The listing beneath should be written out in full, exactly as shown.
═════ Supplied data
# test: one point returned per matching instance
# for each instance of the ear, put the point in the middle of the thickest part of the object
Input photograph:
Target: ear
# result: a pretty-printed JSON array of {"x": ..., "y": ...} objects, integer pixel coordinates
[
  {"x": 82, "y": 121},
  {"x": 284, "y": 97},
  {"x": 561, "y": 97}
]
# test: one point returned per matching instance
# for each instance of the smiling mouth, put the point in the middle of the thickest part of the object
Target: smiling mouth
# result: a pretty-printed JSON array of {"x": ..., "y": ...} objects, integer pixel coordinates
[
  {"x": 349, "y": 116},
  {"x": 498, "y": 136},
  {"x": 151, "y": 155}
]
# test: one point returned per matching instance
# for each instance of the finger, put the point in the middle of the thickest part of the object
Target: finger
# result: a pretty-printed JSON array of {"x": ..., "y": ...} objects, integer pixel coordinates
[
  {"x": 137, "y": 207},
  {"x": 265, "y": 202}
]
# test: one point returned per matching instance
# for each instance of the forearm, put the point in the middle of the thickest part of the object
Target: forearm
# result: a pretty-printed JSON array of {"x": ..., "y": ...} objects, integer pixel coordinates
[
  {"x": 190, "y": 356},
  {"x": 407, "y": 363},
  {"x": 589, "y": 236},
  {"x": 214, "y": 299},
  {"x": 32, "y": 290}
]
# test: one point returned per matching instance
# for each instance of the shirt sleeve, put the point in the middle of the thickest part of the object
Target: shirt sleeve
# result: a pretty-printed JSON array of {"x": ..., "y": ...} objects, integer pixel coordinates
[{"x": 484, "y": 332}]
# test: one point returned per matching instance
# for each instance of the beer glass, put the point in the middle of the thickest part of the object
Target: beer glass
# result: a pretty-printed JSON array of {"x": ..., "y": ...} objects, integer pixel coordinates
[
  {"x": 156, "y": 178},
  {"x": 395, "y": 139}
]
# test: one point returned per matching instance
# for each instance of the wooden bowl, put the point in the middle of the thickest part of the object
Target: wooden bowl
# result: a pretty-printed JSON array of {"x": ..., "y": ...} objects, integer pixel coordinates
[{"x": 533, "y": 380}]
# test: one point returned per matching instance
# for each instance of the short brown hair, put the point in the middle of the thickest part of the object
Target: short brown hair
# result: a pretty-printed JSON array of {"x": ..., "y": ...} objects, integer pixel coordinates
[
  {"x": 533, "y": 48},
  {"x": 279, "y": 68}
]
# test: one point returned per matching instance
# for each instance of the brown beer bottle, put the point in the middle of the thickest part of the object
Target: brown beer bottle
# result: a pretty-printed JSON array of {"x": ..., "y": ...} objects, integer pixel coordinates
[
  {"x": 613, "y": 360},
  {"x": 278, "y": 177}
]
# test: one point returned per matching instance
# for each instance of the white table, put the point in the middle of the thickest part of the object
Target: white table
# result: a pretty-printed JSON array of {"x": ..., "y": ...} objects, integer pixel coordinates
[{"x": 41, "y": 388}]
══════════
Result of the task →
# test: one point returned per matching instance
# for each instance of the ear, put the point in the middle of the thickest part of the object
Input photograph:
Target: ear
# result: a pretty-printed JSON array of {"x": ..., "y": ...} objects, integer pixel coordinates
[
  {"x": 82, "y": 121},
  {"x": 284, "y": 97},
  {"x": 561, "y": 97}
]
# test: one point returned per matching instance
# for each instance of the smiling mouth, put the point in the middle of the thickest part of the object
Target: smiling mouth
# result: a pretty-printed JSON array of {"x": ..., "y": ...} objects, integer pixel coordinates
[
  {"x": 349, "y": 116},
  {"x": 498, "y": 136},
  {"x": 151, "y": 155}
]
# test: one point returned per matching instance
# for each instance of the finger, put the point in the middle of the thickest part of the object
Target: finger
# result: a pretty-printed JSON array of {"x": ..., "y": ...} objects, integer pixel coordinates
[
  {"x": 137, "y": 207},
  {"x": 265, "y": 202}
]
# test: one point returned per matching instance
# for each instance of the forearm, put the point in the middle of the thickest part of the object
Target: forearm
# result: a pretty-printed JSON array of {"x": ..., "y": ...} objects, integer pixel coordinates
[
  {"x": 190, "y": 356},
  {"x": 407, "y": 363},
  {"x": 589, "y": 236},
  {"x": 214, "y": 299},
  {"x": 32, "y": 290}
]
# test: one point returned per matching instance
# for each instance of the shirt sleeve, put the point in the middle of the thickest part of the object
Target: shirt sleeve
# result: a pretty-printed JSON array of {"x": ..., "y": ...} objects, integer pixel coordinates
[{"x": 484, "y": 332}]
# test: one point returned per matching instance
# for each instance of the beer glass, put the point in the middle of the thickest part of the object
Target: beer glass
# result: a pretty-printed JSON array of {"x": ..., "y": ...} objects, integer pixel coordinates
[
  {"x": 156, "y": 178},
  {"x": 395, "y": 139}
]
# test: one point returned per matching instance
# for each instance of the wooden bowl, put the point in the middle of the thickest part of the object
Target: wooden bowl
# result: a pretty-printed JSON array of {"x": ..., "y": ...} objects, integer pixel coordinates
[{"x": 533, "y": 380}]
# test: one point returned per matching instance
# for each instance of the short brown hair, put the point in the middle of the thickest part of the object
Target: short brown hair
# result: a pretty-printed JSON array of {"x": ..., "y": ...} objects, integer pixel coordinates
[
  {"x": 533, "y": 48},
  {"x": 279, "y": 68}
]
# test: one point returned per matching instance
# for each instance of the brown beer bottle, put the point in the middle of the thickest part of the object
Target: brown beer bottle
# result: a pretty-printed JSON array of {"x": ..., "y": ...} objects, integer pixel coordinates
[
  {"x": 613, "y": 360},
  {"x": 278, "y": 177}
]
# test: one point returned per matching instance
# for each instance of the white table, put the point in the middle of the thickest part of the object
Target: white table
# result: a pretty-printed JSON array of {"x": ..., "y": ...} objects, integer pixel coordinates
[{"x": 41, "y": 388}]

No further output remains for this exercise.